Only lines containing the string "below" belong in the answer; copy all of them from the entries.

RECORDED INFORMATION Block Start

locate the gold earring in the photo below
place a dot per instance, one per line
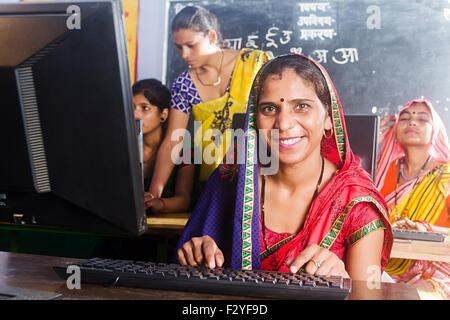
(327, 136)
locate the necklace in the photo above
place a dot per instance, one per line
(423, 167)
(215, 84)
(417, 176)
(263, 188)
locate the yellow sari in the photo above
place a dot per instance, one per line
(216, 116)
(425, 202)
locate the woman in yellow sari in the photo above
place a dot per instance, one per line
(216, 86)
(414, 177)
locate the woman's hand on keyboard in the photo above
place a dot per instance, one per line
(405, 223)
(319, 261)
(201, 251)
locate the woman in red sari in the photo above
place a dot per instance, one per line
(319, 211)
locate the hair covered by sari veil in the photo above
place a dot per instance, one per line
(391, 150)
(228, 209)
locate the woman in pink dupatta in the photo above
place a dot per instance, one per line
(319, 211)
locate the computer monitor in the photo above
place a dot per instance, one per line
(362, 132)
(69, 152)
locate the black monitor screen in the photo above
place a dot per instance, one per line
(70, 156)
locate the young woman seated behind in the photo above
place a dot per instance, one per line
(151, 102)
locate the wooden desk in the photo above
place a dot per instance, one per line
(171, 222)
(35, 272)
(407, 249)
(421, 250)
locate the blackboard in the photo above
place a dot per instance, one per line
(379, 54)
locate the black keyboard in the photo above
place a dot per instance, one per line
(418, 235)
(253, 283)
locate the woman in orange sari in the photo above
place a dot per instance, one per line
(413, 175)
(320, 211)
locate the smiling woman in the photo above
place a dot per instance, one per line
(319, 211)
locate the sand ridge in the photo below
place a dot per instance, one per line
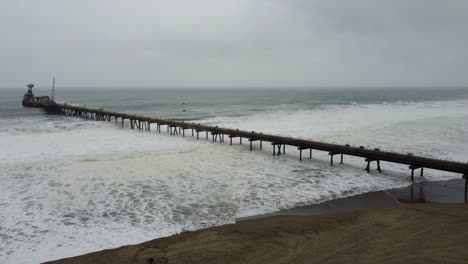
(411, 233)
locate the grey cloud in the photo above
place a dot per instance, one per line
(208, 43)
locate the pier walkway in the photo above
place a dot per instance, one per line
(278, 143)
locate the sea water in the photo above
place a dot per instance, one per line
(70, 186)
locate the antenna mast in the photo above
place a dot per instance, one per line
(53, 89)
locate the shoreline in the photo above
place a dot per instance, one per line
(443, 201)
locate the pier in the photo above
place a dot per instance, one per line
(278, 143)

RECORDED INFORMATION Block End

REPLY:
locate the gold earring in the photo below
locate the sand ridge in the photo below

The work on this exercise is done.